- [Dataset excerpts]:
--------------------------------------------------
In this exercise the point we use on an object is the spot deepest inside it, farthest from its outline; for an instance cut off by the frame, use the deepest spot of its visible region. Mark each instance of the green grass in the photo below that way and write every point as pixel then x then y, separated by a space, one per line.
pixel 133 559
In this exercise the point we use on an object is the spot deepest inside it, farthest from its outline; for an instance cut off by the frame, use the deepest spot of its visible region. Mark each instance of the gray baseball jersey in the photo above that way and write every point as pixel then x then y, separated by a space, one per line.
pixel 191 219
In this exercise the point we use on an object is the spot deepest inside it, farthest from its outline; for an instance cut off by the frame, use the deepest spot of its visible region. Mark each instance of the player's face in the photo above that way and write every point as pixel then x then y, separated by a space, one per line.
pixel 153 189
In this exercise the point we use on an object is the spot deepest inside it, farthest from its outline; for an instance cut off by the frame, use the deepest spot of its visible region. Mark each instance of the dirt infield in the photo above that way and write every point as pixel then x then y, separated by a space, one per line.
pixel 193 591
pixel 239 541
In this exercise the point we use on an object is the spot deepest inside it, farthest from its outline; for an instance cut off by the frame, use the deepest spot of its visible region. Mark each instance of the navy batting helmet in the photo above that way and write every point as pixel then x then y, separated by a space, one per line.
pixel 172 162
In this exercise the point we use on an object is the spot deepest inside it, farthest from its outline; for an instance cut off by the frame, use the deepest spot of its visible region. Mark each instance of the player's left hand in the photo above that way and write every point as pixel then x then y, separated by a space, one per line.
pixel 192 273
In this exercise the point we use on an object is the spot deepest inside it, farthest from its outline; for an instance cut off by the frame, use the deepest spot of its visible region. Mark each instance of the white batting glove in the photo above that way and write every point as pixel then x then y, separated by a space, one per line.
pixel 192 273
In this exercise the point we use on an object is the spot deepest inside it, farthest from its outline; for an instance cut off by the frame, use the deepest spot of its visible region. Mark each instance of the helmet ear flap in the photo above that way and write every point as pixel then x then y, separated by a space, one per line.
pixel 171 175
--------------------------------------------------
- [EXERCISE]: The lines above should be duplicated exactly.

- [WRITTEN RESPONSE]:
In this exercise the point we use on an object is the spot deepest inside it, farthest from its outline; for an instance cut off by the frame, use the deepest spot of its visible region. Mark each instance of the green grass in the photo below that way and write every point as pixel then x then y, separated by a space, one per line.
pixel 133 559
In this exercise the point we use on an object is the spot deepest inside it, farthest from its outline; for an instance cut off by the frame, use the deepest spot of its visible region. Mark each instance of the gray baseball jersey in the photo above that way and write every point as pixel then x then y, separated by a space, one per line.
pixel 191 219
In this exercise the point we use on an object is the spot deepest inside it, farthest from its outline; for an instance cut off by the frame, use the deepest spot of its visible region. Mark each instance of the player's face in the photo above that way and write every point as pixel then x then y, separated by a space, one per line.
pixel 153 189
In this exercise the point we use on an object is the spot deepest inside it, farthest from its outline; for an instance cut off by the frame, use the deepest spot of its visible region. Mark each instance of the dirt infield in the photo above that way and write every point as pixel then x then y, separated by a space, one per line.
pixel 193 591
pixel 239 541
In this exercise the point we use on an object is the spot deepest inside it, farthest from its outline; for an instance cut off by the frame, use the deepest spot of its visible region. Mark each instance of the navy batting helmet in the photo above that way and write every point as pixel then x then y, separated by a space, one per line.
pixel 172 162
In this exercise the point we use on an object is the spot deepest inside it, farthest from its outline; for an instance cut off by the frame, use the deepest spot of its visible region. Mark each instance of the player's left hand in the photo above that way and write every point as pixel then x then y, separated by a space, one per line.
pixel 192 273
In this exercise the point we use on an object is the spot deepest inside it, farthest from its outline; for an instance cut off by the frame, use the deepest spot of its visible region. Mark each instance of the white batting glove in the photo above that way and write every point as pixel then x then y, separated by a space, one per line.
pixel 192 273
In this exercise the point we use on an object is the spot deepest inside it, farthest from its outline; for an instance cut off by the frame, use the deepest spot of its visible region. Mark each instance of the helmet ear flap in the photo above that way and write every point as pixel then x then y, separated by a space, one per line.
pixel 171 175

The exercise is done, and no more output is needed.